- Instructions for the task -
Take down each entry exactly as written.

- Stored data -
==============================

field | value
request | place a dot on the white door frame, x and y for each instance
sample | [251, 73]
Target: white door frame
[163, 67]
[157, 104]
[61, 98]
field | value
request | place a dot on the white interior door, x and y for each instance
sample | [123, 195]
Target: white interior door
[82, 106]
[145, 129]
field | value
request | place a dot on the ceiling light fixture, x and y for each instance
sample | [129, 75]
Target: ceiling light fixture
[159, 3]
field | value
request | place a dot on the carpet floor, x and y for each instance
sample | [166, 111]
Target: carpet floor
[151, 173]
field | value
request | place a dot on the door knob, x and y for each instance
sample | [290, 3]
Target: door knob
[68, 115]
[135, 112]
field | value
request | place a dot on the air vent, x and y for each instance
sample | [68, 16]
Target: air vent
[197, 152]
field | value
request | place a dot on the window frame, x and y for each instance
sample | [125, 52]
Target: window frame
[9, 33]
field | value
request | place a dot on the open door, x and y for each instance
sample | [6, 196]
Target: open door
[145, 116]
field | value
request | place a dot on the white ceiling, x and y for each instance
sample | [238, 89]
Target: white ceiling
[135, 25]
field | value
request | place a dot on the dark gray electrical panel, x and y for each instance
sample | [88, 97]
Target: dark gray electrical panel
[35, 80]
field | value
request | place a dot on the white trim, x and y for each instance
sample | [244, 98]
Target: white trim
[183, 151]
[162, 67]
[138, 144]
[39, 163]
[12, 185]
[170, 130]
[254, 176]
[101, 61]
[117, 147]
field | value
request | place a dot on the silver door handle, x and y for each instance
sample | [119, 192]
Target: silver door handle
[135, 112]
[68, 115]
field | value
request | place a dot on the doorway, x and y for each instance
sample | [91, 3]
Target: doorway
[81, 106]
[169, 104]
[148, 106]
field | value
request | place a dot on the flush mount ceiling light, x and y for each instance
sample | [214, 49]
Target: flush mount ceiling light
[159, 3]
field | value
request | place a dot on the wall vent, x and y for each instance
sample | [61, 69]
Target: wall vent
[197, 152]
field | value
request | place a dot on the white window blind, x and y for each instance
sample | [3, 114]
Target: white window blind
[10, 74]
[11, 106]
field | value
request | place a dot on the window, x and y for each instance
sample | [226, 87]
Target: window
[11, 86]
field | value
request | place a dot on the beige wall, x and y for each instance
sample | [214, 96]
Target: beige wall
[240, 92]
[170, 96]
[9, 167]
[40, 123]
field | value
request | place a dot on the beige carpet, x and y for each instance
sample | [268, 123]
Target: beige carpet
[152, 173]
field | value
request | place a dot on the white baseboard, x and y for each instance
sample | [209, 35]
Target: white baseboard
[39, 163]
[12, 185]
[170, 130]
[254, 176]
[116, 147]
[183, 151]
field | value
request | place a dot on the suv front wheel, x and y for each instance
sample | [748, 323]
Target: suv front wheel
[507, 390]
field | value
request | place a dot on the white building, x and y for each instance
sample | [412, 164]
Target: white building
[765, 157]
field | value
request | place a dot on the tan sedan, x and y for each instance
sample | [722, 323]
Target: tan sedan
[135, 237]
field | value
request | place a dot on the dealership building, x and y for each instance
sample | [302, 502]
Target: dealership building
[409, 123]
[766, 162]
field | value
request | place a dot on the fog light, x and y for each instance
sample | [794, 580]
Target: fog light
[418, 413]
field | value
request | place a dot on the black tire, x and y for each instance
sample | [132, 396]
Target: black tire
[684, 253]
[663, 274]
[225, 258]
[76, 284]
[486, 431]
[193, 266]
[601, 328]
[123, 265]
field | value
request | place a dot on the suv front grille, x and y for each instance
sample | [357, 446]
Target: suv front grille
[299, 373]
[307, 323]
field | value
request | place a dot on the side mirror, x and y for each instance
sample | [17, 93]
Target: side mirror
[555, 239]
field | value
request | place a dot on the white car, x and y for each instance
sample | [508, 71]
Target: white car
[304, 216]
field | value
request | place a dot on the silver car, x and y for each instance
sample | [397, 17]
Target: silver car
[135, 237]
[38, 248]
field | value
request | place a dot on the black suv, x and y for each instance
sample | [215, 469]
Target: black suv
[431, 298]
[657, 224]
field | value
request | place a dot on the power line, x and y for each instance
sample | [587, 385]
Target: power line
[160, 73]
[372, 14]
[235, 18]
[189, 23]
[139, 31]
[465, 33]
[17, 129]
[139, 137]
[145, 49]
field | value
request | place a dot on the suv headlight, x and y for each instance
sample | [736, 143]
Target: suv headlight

==============================

- Task answer -
field | value
request | place a dot on the white door frame, x and y for each instance
sample | [251, 73]
Target: white door frame
[163, 67]
[157, 104]
[61, 98]
field | value
request | place a dot on the white interior door, x and y for each instance
sample | [123, 195]
Target: white interior door
[82, 106]
[145, 129]
field | value
request | place a dot on the ceiling light fixture, x and y for each instance
sample | [129, 75]
Target: ceiling light fixture
[159, 3]
field | value
request | place a dot on the carpet floor, x and y for each instance
sample | [166, 111]
Target: carpet floor
[151, 173]
field | value
request | place a dot on the door knob, x and y for each instance
sample | [290, 3]
Target: door knob
[68, 115]
[135, 112]
field | value
request | place a dot on the air vent, x and y for each instance
sample | [68, 16]
Target: air vent
[197, 152]
field | value
request | place a dot on the window frame, x and y for each instance
sample | [125, 52]
Target: window frame
[9, 33]
field | value
request | place a dot on the open door, x and y for each instance
sample | [6, 196]
Target: open door
[145, 116]
field | value
request | place a dot on the white ceiling, x and y for each instance
sample | [238, 89]
Target: white ceiling
[135, 25]
field | value
request | place a dot on the dark gray electrical panel, x and y for each instance
sample | [88, 97]
Target: dark gray electrical panel
[35, 80]
field | value
request | place a dot on the white trim, x and y for each instance
sample | [244, 98]
Target: white trim
[183, 151]
[162, 67]
[138, 144]
[39, 163]
[12, 185]
[170, 130]
[254, 176]
[101, 61]
[117, 147]
field | value
request | place a dot on the silver door handle, x and y for each instance
sample | [119, 192]
Target: silver door handle
[135, 112]
[68, 115]
field | value
request | place a dot on the doorway, x and y for each instance
sample | [91, 3]
Target: doorway
[81, 106]
[169, 104]
[148, 106]
field | value
request | place a dot on the flush mount ceiling light, x and y for each instance
sample | [214, 49]
Target: flush mount ceiling light
[159, 3]
field | value
request | place a dot on the wall vent, x and y for each instance
sample | [61, 69]
Target: wall vent
[197, 152]
field | value
request | place a dot on the white window blind, x and y for each instance
sample | [3, 114]
Target: white window blind
[10, 74]
[11, 106]
field | value
request | place a dot on the window, x and y for each instance
sample | [226, 87]
Target: window
[11, 86]
field | value
request | place a dot on the beige wall, x and y for each instance
sample | [214, 96]
Target: beige wall
[240, 92]
[170, 96]
[9, 167]
[40, 123]
field | value
request | place a dot on the beige carpet, x and y for each instance
sample | [268, 123]
Target: beige carpet
[152, 173]
field | value
request | place a dot on the white baseboard, x and y for each instance
sample | [209, 35]
Target: white baseboard
[39, 163]
[12, 185]
[170, 130]
[254, 176]
[116, 147]
[183, 151]
field | value
request | place a dot on the suv front wheel, x and y for each instance
sample | [748, 323]
Target: suv front wheel
[507, 390]
field | value
request | place a dot on the white building, x and y for each instance
sample | [412, 164]
Target: white building
[765, 157]
field | value
request | place a dot on the tan sedan, x and y for each instance
sample | [722, 323]
Target: tan sedan
[135, 237]
field | value
request | place a dot on the dealership building, x and y for each instance
sample | [302, 502]
Target: dealership building
[409, 123]
[766, 162]
field | value
request | place a dot on the fog light, x and y for each instance
sample | [794, 580]
Target: fog light
[418, 413]
field | value
request | place a dot on the black tire, x and y for each instance
sample | [132, 396]
Target: black tire
[684, 253]
[663, 274]
[225, 258]
[76, 284]
[486, 431]
[193, 266]
[601, 328]
[123, 265]
field | value
request | place a dot on the suv front grille, x and y for each instance
sample | [357, 446]
Target: suv front grille
[299, 373]
[307, 323]
field | value
request | place a dot on the side mirror, x and y for each instance
sample | [17, 93]
Target: side mirror
[555, 239]
field | value
request | place a dot on the white car, x and y for each instance
sample | [508, 71]
Target: white car
[304, 216]
field | value
request | place a dot on the silver car, x and y for each instance
sample | [397, 17]
Target: silver car
[135, 237]
[38, 248]
field | value
request | place a dot on the black suv, x and y for each instance
sample | [215, 469]
Target: black suv
[431, 298]
[657, 224]
field | value
request | place a dot on the power line, x and y for each instance
sample | [587, 385]
Target: power line
[160, 73]
[372, 14]
[235, 18]
[189, 23]
[139, 31]
[465, 33]
[17, 129]
[139, 137]
[145, 49]
field | value
request | place a dot on the suv headlight, x and y for each instance
sample | [736, 143]
Target: suv headlight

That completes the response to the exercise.